As Patients Embrace Telemedicine, Health Insurers Must Act
COMMENTARY

Virtual care is the fix for a lot of what’s broken with healthcare in America today. As patients embrace the conveniences of telehealth, medical professionals are recognizing that the pandemic model is here to stay. It’s time for the insurance industry to do the same.
While a few private insurers have pledged to continue to cover telehealth services at pandemic levels through the end of the year, some of the nation’s biggest insurers remain quiet. The reason is simple. They view telemedicine as a way to save money by reimbursing less than they would for an in-person visit. This approach is short-sighted and shameful.
The COVID-19 pandemic thrust telemedicine into the spotlight and laid bare an unfair playing field when it comes to health disparities, including racial and ethnic disparities, and limitations for those living in rural America. In 2020, geography should not dictate access to specialists or patient outcomes. Yet it still does, even though technology exists to radically level the playing field for those living in rural areas. We need to utilize it – and payers should help pave the way.

- _Given data_
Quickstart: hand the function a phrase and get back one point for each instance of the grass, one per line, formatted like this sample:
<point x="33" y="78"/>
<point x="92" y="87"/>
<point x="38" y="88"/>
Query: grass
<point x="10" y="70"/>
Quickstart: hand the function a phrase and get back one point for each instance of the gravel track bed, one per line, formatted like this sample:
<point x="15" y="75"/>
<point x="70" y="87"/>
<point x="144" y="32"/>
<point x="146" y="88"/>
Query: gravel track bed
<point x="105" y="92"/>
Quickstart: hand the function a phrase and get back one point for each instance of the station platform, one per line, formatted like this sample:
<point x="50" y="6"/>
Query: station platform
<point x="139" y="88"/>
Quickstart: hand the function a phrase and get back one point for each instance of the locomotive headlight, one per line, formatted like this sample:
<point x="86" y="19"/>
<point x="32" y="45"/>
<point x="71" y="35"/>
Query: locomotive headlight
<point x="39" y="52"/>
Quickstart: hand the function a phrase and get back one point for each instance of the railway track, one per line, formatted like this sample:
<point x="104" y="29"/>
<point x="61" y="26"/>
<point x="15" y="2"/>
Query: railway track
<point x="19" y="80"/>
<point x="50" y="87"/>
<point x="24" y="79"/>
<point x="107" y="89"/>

---

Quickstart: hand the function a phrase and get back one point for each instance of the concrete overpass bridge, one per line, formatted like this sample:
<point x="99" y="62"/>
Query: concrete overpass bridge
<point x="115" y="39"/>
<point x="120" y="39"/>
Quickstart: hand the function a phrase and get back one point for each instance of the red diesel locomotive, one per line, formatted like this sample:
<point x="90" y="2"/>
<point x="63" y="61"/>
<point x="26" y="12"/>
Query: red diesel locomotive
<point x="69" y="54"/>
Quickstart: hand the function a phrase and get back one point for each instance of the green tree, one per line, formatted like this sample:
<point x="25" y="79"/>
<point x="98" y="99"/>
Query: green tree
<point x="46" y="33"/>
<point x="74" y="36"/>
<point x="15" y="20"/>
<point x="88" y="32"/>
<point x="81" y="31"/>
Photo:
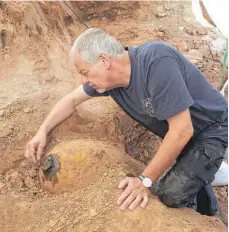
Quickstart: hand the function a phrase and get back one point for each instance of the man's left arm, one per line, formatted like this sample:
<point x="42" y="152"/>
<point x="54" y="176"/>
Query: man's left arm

- _Exercise requirements_
Based on the commentary on telemedicine, decide whether each statement agrees with it, answering yes or no and quoting the words that decide it.
1. Some of the nation's biggest insurers have pledged to keep covering telehealth at pandemic levels through the end of the year.
2. Insurers view telemedicine as a way to save money by paying less than for an in-person visit.
3. In 2020, geography no longer dictates access to specialists.
The lines above are separate material, apart from the commentary on telemedicine.

- _Solution_
1. No: "some of the nation’s biggest insurers remain quiet."
2. Yes: "They view telemedicine as a way to save money by reimbursing less than they would for an in-person visit."
3. No: "Yet it still does"